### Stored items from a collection
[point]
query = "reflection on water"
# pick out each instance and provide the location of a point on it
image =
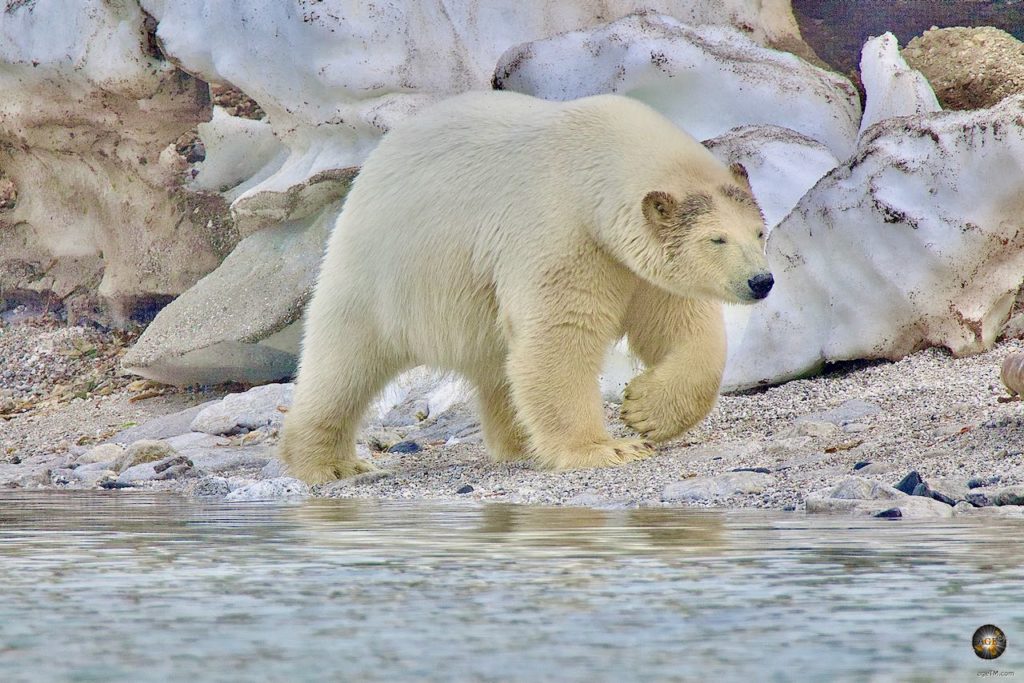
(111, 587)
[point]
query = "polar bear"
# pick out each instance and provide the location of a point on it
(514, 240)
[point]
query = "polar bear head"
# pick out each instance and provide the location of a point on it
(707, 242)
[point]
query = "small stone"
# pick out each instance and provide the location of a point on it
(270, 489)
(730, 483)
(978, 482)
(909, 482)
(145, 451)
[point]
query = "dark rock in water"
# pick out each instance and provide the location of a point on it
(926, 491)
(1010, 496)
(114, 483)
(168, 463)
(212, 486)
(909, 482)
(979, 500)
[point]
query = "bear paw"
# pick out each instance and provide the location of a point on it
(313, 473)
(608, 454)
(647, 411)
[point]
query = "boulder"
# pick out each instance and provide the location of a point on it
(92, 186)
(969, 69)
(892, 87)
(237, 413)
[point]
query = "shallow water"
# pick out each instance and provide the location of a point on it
...
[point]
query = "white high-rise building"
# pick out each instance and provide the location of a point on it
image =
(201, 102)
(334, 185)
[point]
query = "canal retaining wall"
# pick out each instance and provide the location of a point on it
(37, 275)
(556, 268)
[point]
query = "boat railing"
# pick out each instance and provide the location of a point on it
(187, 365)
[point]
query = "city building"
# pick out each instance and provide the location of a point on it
---
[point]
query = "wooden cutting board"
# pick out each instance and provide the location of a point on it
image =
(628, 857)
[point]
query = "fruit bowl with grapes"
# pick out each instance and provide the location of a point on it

### What you need to do
Examine the records and pull out every line where the string "polar" occurs.

### Completed task
query = "polar bear"
query = "polar bear head"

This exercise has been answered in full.